> _Stated task_:
Write each line exactly as it stands, from the line containing "Q: What bounding box encloses the corrugated" through the end of the data.

################

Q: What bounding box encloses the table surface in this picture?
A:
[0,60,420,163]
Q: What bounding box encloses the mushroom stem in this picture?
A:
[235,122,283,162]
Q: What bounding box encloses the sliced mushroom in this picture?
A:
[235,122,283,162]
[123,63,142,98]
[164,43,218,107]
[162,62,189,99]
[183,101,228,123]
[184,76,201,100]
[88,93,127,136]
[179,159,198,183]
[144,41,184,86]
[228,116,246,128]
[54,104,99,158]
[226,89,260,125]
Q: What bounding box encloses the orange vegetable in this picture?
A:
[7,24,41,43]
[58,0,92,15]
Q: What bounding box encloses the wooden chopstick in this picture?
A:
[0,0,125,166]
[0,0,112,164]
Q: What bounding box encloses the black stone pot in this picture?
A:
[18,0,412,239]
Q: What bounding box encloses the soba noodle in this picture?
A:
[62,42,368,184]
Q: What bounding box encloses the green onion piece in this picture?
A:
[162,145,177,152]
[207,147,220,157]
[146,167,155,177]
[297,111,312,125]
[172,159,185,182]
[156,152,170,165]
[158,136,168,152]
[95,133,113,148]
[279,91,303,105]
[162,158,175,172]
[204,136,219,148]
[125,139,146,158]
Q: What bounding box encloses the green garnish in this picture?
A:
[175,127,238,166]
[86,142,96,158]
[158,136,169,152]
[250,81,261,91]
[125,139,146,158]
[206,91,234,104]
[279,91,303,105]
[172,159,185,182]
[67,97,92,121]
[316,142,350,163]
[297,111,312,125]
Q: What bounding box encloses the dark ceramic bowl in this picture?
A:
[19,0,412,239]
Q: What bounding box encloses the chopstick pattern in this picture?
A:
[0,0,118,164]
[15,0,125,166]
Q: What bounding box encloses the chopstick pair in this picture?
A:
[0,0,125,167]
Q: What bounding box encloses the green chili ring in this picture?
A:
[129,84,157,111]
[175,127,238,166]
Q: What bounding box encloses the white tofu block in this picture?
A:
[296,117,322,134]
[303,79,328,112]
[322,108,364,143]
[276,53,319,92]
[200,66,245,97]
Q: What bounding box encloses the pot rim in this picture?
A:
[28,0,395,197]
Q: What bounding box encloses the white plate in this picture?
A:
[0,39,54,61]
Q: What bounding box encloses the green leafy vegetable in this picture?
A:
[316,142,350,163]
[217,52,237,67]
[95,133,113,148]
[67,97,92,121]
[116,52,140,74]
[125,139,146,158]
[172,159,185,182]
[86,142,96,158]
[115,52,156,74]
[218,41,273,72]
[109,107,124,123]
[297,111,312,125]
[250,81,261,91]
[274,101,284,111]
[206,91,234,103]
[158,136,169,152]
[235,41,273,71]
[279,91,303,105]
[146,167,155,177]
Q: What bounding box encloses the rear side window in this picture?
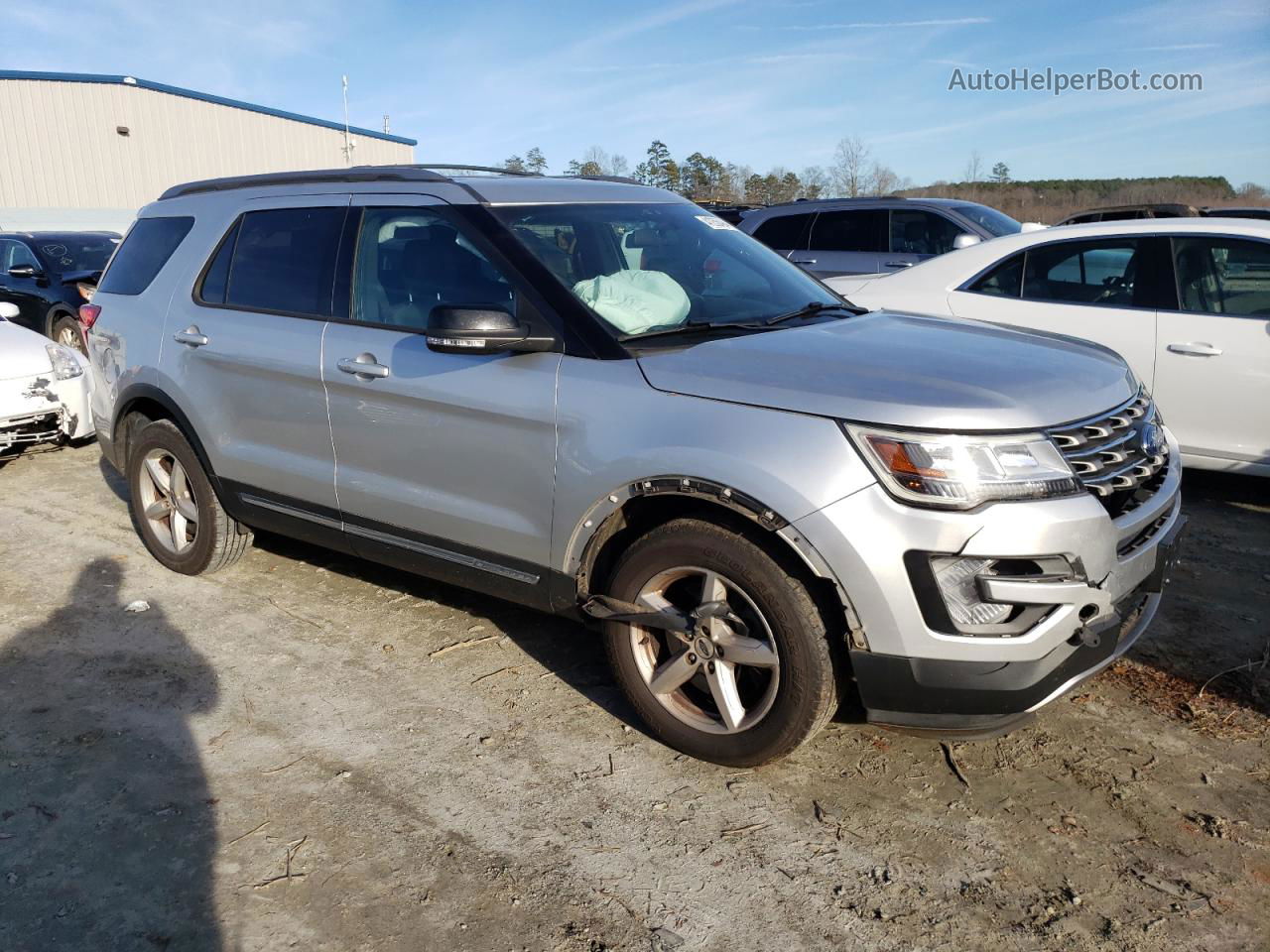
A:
[98,216,194,295]
[812,209,886,251]
[199,207,345,317]
[754,214,812,251]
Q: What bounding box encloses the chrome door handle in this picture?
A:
[1169,341,1221,357]
[335,354,389,380]
[172,323,210,346]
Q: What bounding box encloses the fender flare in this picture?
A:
[562,473,862,641]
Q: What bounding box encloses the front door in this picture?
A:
[1155,235,1270,467]
[322,195,560,602]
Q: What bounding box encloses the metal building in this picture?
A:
[0,69,417,232]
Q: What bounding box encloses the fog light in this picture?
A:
[931,556,1013,629]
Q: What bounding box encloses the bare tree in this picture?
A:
[961,149,983,181]
[829,136,869,198]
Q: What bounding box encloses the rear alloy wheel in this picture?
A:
[604,520,838,767]
[52,313,87,357]
[127,420,251,575]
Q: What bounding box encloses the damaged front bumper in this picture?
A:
[794,436,1185,736]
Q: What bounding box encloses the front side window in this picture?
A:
[0,239,42,273]
[205,207,345,317]
[890,209,961,255]
[1174,237,1270,317]
[98,216,194,295]
[352,208,513,330]
[754,214,813,251]
[811,208,886,251]
[493,202,842,337]
[1022,239,1142,307]
[966,253,1024,298]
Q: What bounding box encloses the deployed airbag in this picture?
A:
[572,271,693,334]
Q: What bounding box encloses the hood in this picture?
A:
[0,320,54,380]
[639,311,1138,431]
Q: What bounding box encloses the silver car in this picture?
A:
[89,167,1183,766]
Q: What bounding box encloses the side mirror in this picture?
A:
[427,305,555,354]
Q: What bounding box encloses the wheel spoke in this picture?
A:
[146,456,172,495]
[706,661,745,731]
[146,498,172,520]
[718,635,780,667]
[648,650,698,694]
[172,509,187,552]
[172,496,198,523]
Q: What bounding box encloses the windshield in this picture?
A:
[36,235,119,274]
[952,204,1024,237]
[493,202,842,337]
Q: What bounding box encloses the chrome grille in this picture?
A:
[1049,393,1169,516]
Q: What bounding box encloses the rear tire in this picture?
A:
[50,313,87,357]
[126,420,251,575]
[604,520,839,767]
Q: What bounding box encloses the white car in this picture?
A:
[826,218,1270,476]
[0,302,92,453]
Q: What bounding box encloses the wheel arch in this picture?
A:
[563,475,862,641]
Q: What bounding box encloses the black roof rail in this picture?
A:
[386,163,543,178]
[159,165,449,202]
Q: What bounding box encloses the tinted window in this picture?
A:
[1174,237,1270,316]
[352,208,513,330]
[811,209,886,251]
[952,204,1024,237]
[225,208,345,317]
[198,222,239,304]
[969,254,1024,298]
[98,217,194,295]
[890,209,961,255]
[754,214,812,250]
[1024,239,1140,307]
[0,239,41,272]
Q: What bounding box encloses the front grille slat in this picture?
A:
[1049,393,1169,517]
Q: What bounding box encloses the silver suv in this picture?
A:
[738,195,1039,280]
[89,168,1183,766]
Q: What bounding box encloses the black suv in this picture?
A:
[0,231,121,354]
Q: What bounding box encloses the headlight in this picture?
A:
[845,424,1084,509]
[45,344,83,380]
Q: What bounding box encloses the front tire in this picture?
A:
[604,520,838,767]
[127,420,251,575]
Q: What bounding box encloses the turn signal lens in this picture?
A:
[845,424,1084,509]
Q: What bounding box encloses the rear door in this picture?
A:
[881,208,962,272]
[1155,235,1270,464]
[160,194,349,526]
[949,236,1167,387]
[790,208,886,280]
[322,195,560,603]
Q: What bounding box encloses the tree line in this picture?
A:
[503,136,1270,223]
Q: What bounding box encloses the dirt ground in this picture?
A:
[0,445,1270,952]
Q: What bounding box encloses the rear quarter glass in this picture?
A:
[98,216,194,296]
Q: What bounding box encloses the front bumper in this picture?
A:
[794,435,1185,734]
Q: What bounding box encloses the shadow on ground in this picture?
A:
[0,558,221,952]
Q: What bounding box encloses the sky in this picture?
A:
[10,0,1270,186]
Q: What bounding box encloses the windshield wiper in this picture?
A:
[763,300,865,325]
[617,321,766,343]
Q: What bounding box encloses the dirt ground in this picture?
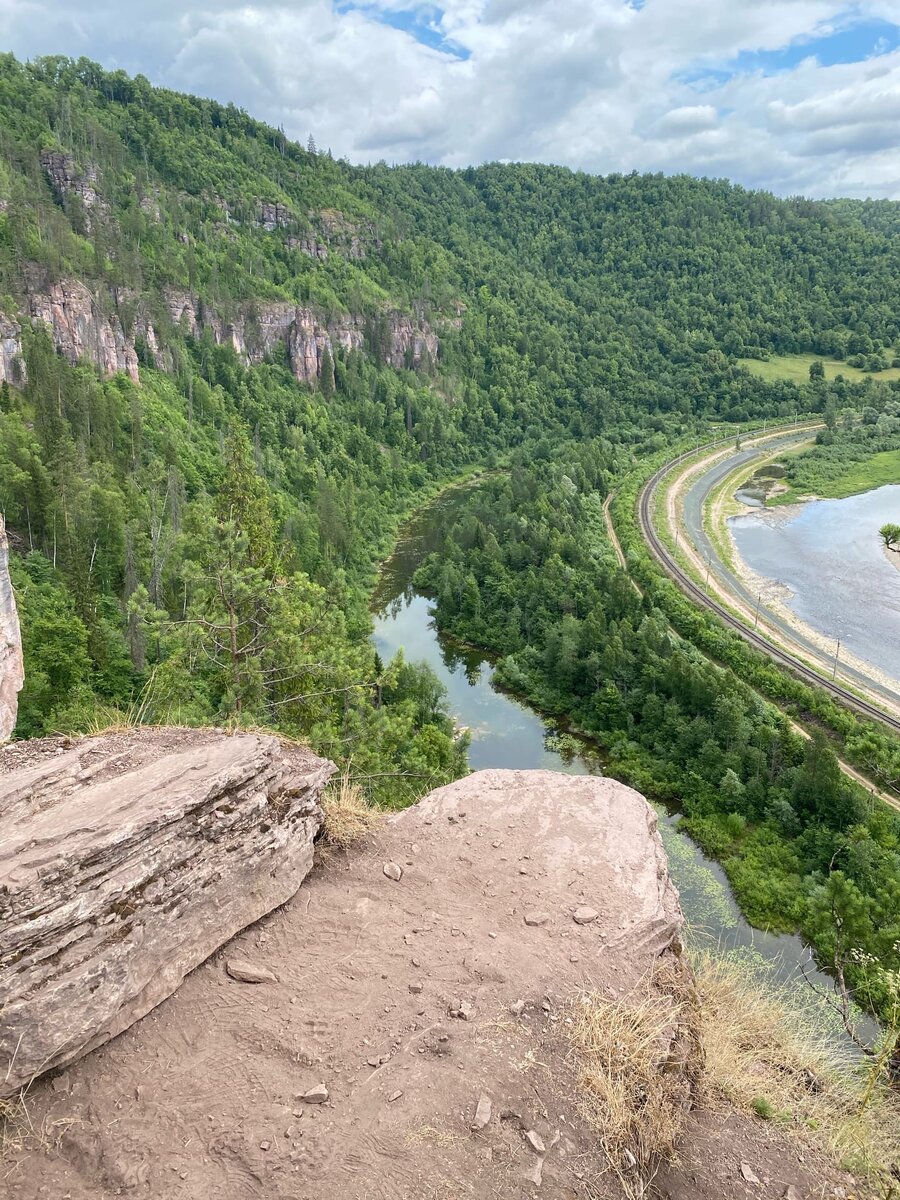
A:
[0,772,853,1200]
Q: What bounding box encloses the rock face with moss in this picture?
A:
[0,512,25,742]
[0,730,334,1096]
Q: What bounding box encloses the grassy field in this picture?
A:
[769,450,900,508]
[738,354,900,383]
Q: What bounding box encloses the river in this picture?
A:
[730,484,900,683]
[372,488,854,1020]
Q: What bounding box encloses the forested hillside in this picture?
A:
[0,46,900,830]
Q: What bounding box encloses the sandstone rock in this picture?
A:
[0,730,334,1096]
[0,312,25,385]
[0,512,25,742]
[572,905,600,925]
[41,150,108,233]
[524,1129,547,1154]
[0,770,705,1200]
[472,1092,491,1132]
[522,908,550,926]
[29,280,138,383]
[226,959,278,983]
[740,1163,760,1183]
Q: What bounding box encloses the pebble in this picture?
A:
[740,1163,760,1183]
[226,959,278,983]
[472,1092,491,1132]
[524,910,550,925]
[526,1129,547,1154]
[572,905,600,925]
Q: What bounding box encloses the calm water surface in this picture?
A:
[372,488,859,1027]
[730,484,900,680]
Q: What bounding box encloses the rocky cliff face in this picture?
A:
[0,269,439,384]
[0,512,25,742]
[0,720,335,1097]
[41,150,108,232]
[29,280,138,383]
[167,289,440,383]
[0,312,25,384]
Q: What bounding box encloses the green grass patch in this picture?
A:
[738,354,900,383]
[769,448,900,508]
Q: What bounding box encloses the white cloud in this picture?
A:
[0,0,900,198]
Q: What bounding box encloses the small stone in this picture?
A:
[226,959,278,983]
[740,1163,760,1183]
[472,1092,491,1133]
[572,905,600,925]
[524,1158,544,1188]
[524,908,550,925]
[526,1129,547,1154]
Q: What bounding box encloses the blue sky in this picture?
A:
[0,0,900,198]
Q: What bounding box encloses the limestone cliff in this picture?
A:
[0,512,25,742]
[0,268,439,385]
[41,150,109,233]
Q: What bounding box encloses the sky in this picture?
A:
[0,0,900,199]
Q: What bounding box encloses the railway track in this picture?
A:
[637,426,900,734]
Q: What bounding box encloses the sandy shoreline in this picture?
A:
[666,441,900,714]
[724,502,900,703]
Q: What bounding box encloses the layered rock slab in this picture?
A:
[1,770,690,1200]
[0,512,25,742]
[0,730,334,1096]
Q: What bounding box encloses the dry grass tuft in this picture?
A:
[694,953,900,1184]
[322,770,382,850]
[0,1094,34,1162]
[570,964,696,1196]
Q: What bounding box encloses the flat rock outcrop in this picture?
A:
[6,770,705,1200]
[0,730,334,1096]
[0,512,25,742]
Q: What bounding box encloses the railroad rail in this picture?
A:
[637,422,900,734]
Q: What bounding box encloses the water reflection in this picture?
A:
[372,490,883,1037]
[730,484,900,680]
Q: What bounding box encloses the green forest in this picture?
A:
[0,55,900,1006]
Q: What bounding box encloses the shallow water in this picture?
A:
[730,484,900,680]
[373,488,868,1022]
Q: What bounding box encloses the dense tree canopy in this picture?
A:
[0,55,900,1012]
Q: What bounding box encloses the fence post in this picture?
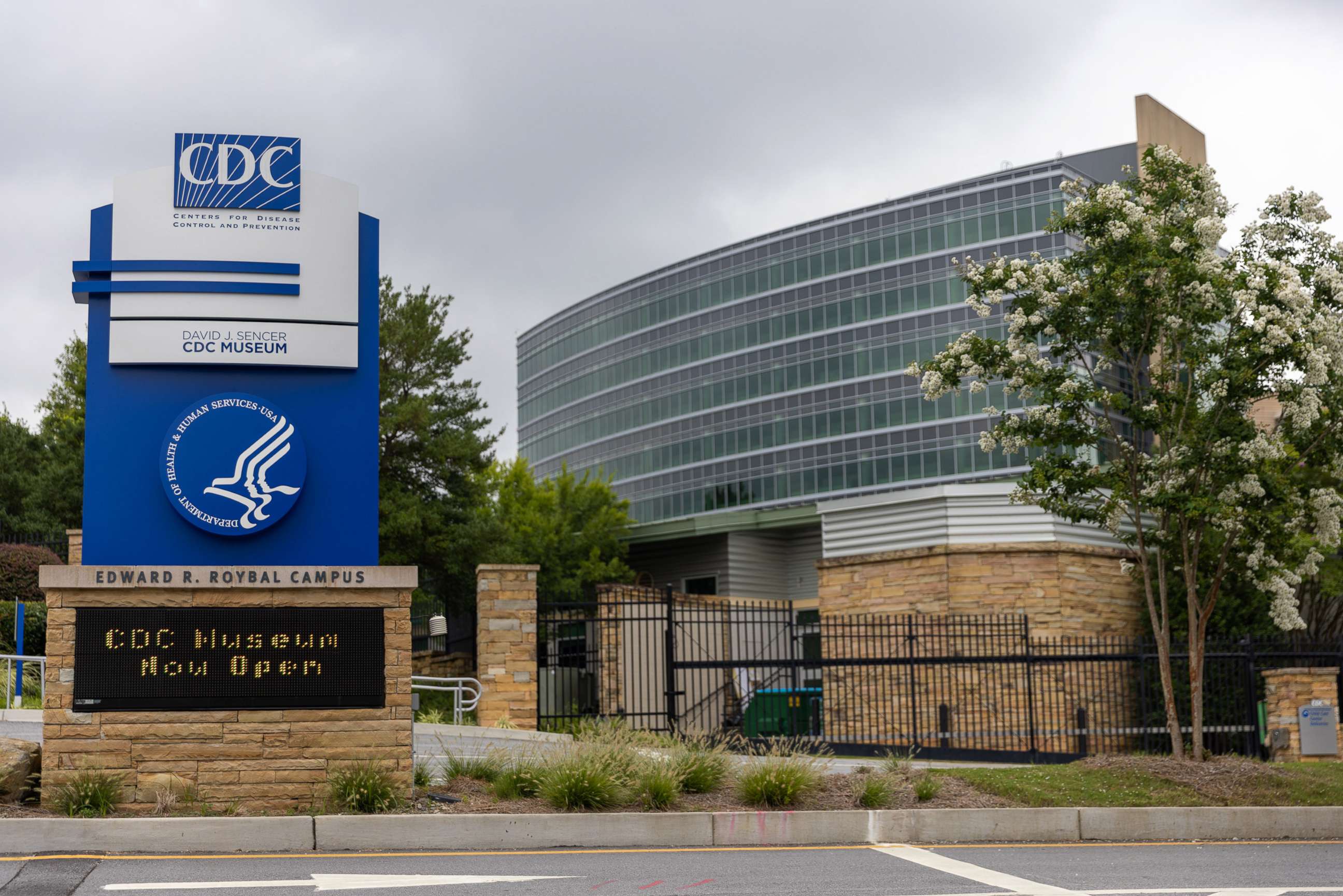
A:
[662,585,677,731]
[1241,635,1260,756]
[1021,615,1035,759]
[905,615,920,756]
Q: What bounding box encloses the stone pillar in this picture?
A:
[1262,666,1339,762]
[476,563,541,731]
[39,565,418,812]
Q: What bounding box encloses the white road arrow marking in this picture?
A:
[104,875,572,892]
[873,846,1076,896]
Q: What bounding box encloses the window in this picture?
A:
[681,575,719,595]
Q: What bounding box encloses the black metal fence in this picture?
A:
[537,586,1343,762]
[0,529,70,563]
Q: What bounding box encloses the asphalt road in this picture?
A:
[0,841,1343,896]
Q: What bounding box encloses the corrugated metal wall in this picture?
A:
[628,535,732,594]
[630,525,821,601]
[819,482,1120,558]
[787,525,821,601]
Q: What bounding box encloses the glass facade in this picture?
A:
[517,160,1084,522]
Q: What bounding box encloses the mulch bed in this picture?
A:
[1081,756,1288,803]
[402,773,1019,815]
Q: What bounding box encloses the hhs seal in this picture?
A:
[159,392,308,535]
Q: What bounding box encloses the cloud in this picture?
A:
[0,0,1343,454]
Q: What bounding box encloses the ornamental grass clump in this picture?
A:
[670,737,732,794]
[638,760,681,812]
[327,762,402,814]
[442,749,505,785]
[537,749,630,812]
[50,769,125,818]
[737,739,826,807]
[853,775,896,809]
[915,771,941,803]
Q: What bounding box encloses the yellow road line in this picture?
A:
[0,840,1343,862]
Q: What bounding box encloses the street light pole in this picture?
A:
[13,598,23,709]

################

> _Full response_:
Q: What bounding box encloses the corrugated metal wall in this picture?
A:
[628,535,732,594]
[630,525,821,601]
[819,482,1120,558]
[787,525,821,601]
Q: What bounding box encloses the glass facade in this picture?
A:
[517,160,1084,522]
Q: What bounding box encloses the mulch bed in this picture?
A:
[1081,756,1288,803]
[402,773,1019,815]
Q: What bounding box encloses the hhs seal in this picture?
A:
[159,392,308,535]
Q: What bounding box encloses the cloud in this picture?
A:
[0,0,1343,454]
Q: What bounding box encloses the ornamental grass clump in this picture?
A:
[670,737,732,794]
[638,760,681,812]
[327,762,402,814]
[442,749,505,785]
[537,749,630,812]
[50,769,125,818]
[737,739,826,807]
[853,775,896,809]
[915,771,941,803]
Q: What bounding box encloses the yellow road line in this picture?
A:
[0,840,1343,862]
Q: What bounding box encloses the street light pole in this picture?
A:
[13,598,23,709]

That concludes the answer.